▶ [TASK TO CARRY OUT]:
Reproduce the records below exactly, but only between the lines holding "According to the caption, the path" and "According to the caption, the tree", inclusive.

'''

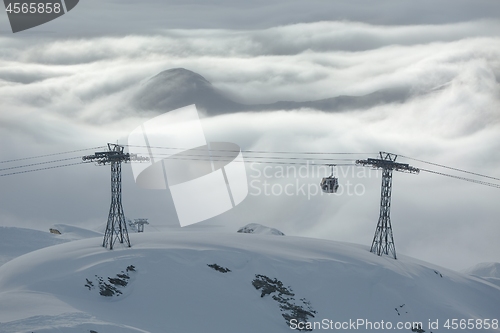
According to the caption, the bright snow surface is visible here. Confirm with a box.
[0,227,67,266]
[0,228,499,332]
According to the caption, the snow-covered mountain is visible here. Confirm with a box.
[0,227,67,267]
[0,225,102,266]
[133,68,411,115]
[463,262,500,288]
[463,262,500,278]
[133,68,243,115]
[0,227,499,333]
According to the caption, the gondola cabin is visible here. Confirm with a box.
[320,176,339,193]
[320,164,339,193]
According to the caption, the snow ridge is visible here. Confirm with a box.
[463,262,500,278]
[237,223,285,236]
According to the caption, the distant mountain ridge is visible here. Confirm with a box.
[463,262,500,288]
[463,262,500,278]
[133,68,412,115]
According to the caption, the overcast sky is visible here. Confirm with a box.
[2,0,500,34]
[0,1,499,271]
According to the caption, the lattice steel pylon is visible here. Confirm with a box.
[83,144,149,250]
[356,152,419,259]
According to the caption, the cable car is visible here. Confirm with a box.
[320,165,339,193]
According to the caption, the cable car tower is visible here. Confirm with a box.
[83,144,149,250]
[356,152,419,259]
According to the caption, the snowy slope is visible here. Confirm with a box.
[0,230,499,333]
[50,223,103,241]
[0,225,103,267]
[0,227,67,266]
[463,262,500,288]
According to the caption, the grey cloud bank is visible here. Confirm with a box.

'''
'''

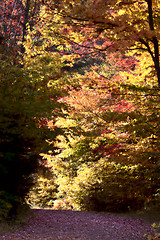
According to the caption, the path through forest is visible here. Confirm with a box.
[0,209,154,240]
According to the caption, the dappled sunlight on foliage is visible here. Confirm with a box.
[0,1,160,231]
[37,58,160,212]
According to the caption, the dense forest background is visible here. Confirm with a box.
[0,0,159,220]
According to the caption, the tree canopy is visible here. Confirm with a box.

'''
'''

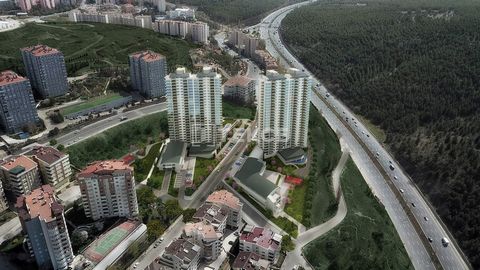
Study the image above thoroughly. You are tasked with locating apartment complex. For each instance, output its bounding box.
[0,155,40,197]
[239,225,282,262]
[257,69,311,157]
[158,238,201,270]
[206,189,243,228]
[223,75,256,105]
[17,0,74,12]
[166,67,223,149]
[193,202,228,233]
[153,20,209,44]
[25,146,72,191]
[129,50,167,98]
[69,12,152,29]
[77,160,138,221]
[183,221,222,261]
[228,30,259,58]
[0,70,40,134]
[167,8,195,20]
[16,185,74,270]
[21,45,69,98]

'''

▶ [RESPONSE]:
According to the caption, the path through forest is visible here. Confirm with a box.
[0,209,154,240]
According to the caption, the dappled sunlight on foliage is visible here. Confirm with a box.
[0,1,160,231]
[37,58,160,212]
According to the caption, the dense forest background is visible here. Confirm with a box.
[0,0,159,220]
According to the caption, the tree canopy is visible here. Confirm with a box.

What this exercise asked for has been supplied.